**REQUIRED WORK**
Start at the line that contains "of the embroidered". Repeat it and each line after it, exactly, up to and including the final line of the data.

Region pointing data:
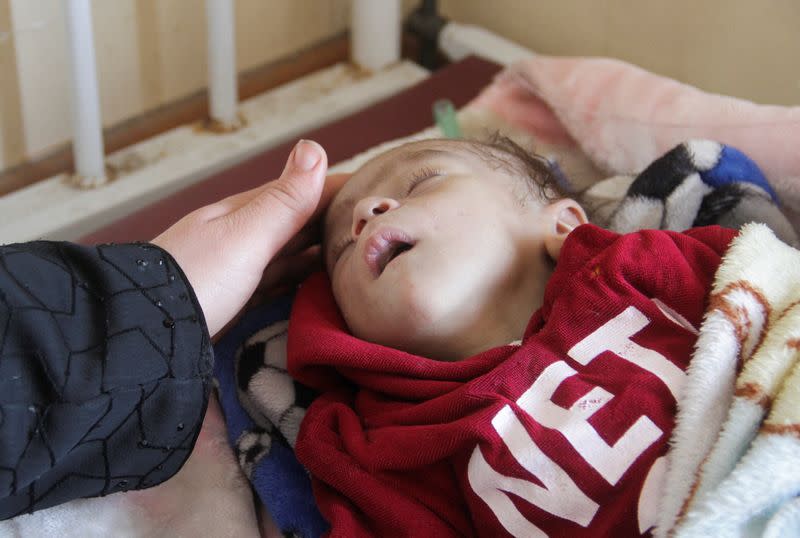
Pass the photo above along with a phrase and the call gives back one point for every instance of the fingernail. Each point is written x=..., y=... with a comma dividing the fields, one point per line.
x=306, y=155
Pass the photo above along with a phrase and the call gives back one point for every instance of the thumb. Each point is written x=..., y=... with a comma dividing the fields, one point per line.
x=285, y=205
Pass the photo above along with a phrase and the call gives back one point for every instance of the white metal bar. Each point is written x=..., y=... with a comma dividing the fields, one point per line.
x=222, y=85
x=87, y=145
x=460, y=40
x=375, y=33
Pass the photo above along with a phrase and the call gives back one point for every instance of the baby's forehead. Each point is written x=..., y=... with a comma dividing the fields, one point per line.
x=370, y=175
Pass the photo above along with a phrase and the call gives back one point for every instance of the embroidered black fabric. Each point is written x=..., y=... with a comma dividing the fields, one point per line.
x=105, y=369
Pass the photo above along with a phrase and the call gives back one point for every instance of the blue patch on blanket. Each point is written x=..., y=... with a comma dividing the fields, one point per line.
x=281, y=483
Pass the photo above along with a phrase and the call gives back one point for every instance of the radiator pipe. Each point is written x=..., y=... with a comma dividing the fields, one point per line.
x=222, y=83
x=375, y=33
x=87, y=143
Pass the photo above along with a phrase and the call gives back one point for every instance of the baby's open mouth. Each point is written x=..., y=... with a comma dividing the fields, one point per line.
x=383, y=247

**FINAL ANSWER**
Pass the photo above along with a phrase and the call gives back one point for every instance of the embroidered black fabric. Each point is written x=..., y=... with a comma dividing the fields, one point per line.
x=105, y=369
Pass the photo above along with a phrase and the call gives back one point for every instance of the blue patch on blanket. Each point is written x=..., y=... with a comma dividing the fields, one point per line.
x=281, y=483
Pass the photo above along with a phrase and the call gives back one point for every instance of the radiator pipe. Each point is written x=..., y=... with a comma dividing the fields, one point per line.
x=222, y=83
x=375, y=33
x=87, y=143
Pass the photo above along with a phrase and the call gives back one point for every instance of the baby's open mouth. Each point is written x=..., y=... with a comma dividing the fields, one point per line.
x=383, y=247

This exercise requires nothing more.